* START RECORDS FOR THE TASK *

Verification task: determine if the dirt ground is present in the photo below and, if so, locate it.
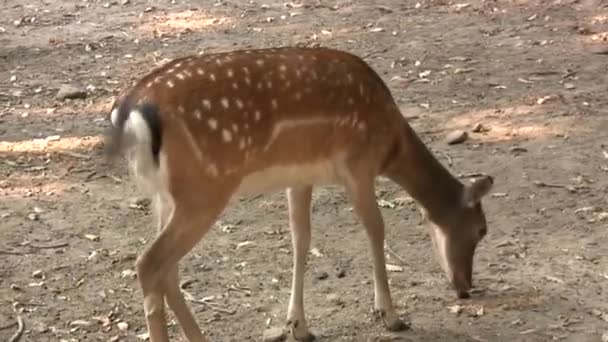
[0,0,608,342]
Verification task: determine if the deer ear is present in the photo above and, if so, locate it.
[463,176,494,207]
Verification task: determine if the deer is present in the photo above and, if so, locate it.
[105,47,494,342]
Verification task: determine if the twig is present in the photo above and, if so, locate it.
[0,249,27,255]
[458,172,485,178]
[0,322,17,331]
[443,152,452,166]
[181,289,236,315]
[8,315,25,342]
[534,181,568,189]
[384,242,405,265]
[28,242,70,249]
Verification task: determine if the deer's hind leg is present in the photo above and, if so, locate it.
[287,186,315,342]
[136,186,233,342]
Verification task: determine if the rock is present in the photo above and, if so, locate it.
[472,122,489,133]
[445,130,469,145]
[509,146,528,153]
[325,293,344,306]
[317,272,329,280]
[55,84,87,100]
[589,45,608,55]
[262,327,287,342]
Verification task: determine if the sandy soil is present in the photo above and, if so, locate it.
[0,0,608,342]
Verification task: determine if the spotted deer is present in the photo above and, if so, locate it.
[107,48,493,342]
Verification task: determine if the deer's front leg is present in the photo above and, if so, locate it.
[347,177,409,331]
[287,186,315,342]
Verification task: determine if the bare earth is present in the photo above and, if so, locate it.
[0,0,608,342]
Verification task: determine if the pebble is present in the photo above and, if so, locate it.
[262,327,287,342]
[509,146,528,153]
[472,122,489,133]
[55,84,87,100]
[325,293,344,305]
[446,130,469,145]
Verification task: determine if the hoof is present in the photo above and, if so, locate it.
[375,310,411,332]
[287,321,317,342]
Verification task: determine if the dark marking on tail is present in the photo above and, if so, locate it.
[139,103,162,164]
[104,94,162,164]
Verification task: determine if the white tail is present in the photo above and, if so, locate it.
[108,48,493,342]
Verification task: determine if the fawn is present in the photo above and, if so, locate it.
[106,47,493,342]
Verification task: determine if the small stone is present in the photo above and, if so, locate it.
[472,122,489,133]
[509,146,528,153]
[325,293,344,305]
[262,327,287,342]
[317,272,329,280]
[55,84,87,100]
[446,130,469,145]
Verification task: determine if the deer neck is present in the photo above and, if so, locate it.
[389,126,464,218]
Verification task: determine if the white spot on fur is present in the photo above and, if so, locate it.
[234,99,245,109]
[207,118,217,131]
[110,107,118,127]
[357,122,367,132]
[220,97,230,109]
[222,128,232,143]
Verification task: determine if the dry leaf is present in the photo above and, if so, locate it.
[116,322,129,331]
[310,247,323,258]
[448,304,464,315]
[236,241,255,249]
[386,264,403,272]
[84,234,99,241]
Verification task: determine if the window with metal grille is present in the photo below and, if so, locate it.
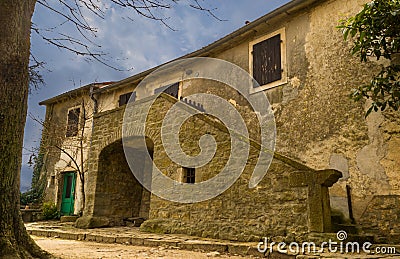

* END RECORDS FOR THE TASK *

◆ PROBLEM REQUIREMENTS: Render the records above as a JSON list of strings, one string per line, with blank lines dropped and the pictures left out.

◆ SOLUTION FOR THIS TASK:
[
  "Verification task: determine if the dirt ground is present in the photo below and, if so, locate it.",
  "[0,0,608,342]",
  "Verification task: determine if the deer ear is present in the photo above and, if so, locate it.",
  "[463,176,494,207]",
  "Verification task: determine if the deer is present in the photo above and, if so, locate it.",
  "[105,47,494,342]",
  "Verification task: determine if the twig is present in the photo above and, if so, locate it.",
  "[0,249,27,255]",
  "[458,172,485,178]",
  "[0,322,17,331]",
  "[443,152,452,166]",
  "[181,289,236,315]",
  "[8,315,25,342]",
  "[534,181,568,189]",
  "[384,242,405,265]",
  "[28,242,70,249]",
  "Verification task: determine if the deer's hind leg is present in the photo above and, if so, locate it.",
  "[287,186,315,342]",
  "[136,186,233,342]",
  "Verification task: determine if the rock is present in the photo above and, if so, locate it.",
  "[472,122,489,133]",
  "[445,130,469,145]",
  "[509,146,528,153]",
  "[325,293,344,306]",
  "[317,272,329,280]",
  "[55,84,87,100]",
  "[589,45,608,55]",
  "[262,327,287,342]",
  "Verification task: determine if the sandy soil is present in the photo above and, if so, locate it.",
  "[0,0,608,342]",
  "Verification task: determine if the spotted deer is present in the photo above and, if so, locate it.",
  "[107,48,493,342]",
  "Verification task: determine if the deer's front leg is present in the photo above and, if so, locate it.",
  "[347,177,409,331]",
  "[287,186,315,342]",
  "Verification task: determine if the bare earth is present in the photo above and, if so, locate it.",
  "[0,0,608,342]",
  "Verification task: determine if the pebble is present in the photo above and, if so, locate it.",
  "[262,327,287,342]",
  "[509,146,528,153]",
  "[472,122,489,133]",
  "[55,84,87,100]",
  "[325,293,344,305]",
  "[446,130,469,145]",
  "Verification task: determine if the hoof is present in the photo above and, if so, locate it.",
  "[375,310,411,332]",
  "[287,321,317,342]",
  "Verification task: determine if the dark marking on tail is present in the photo above and, if so, locate it.",
  "[139,103,162,164]",
  "[104,94,162,164]",
  "Verification task: determine if the white tail is present in the photo above and, if so, locate it.",
  "[108,48,493,342]",
  "Verification task: determine if the fawn is present in the photo above and, if so, locate it.",
  "[106,47,493,342]",
  "Verification task: determine if the small stone is present in the photo above and, if so, locate it.",
  "[472,122,489,133]",
  "[509,146,528,153]",
  "[325,293,344,305]",
  "[262,327,287,342]",
  "[317,272,329,280]",
  "[55,84,87,100]",
  "[446,130,469,145]",
  "Verification task: determine if the deer neck is present in the photo above and, if so, locate it.",
  "[389,126,464,218]",
  "Verification task: determine if the white spot on fur is present in the photo above and, if so, locate it.",
  "[234,99,245,109]",
  "[207,118,217,131]",
  "[110,107,118,127]",
  "[357,122,367,132]",
  "[220,97,230,109]",
  "[222,128,232,143]",
  "Verification task: determine if the dry leaf is present in the photo above and, if so, locate it.",
  "[116,322,129,331]",
  "[310,247,323,258]",
  "[448,304,464,315]",
  "[236,241,255,249]",
  "[386,264,403,272]",
  "[84,234,99,241]",
  "Verification task: determine if the window with metal grille is present in the photo below and, if so, locate it."
]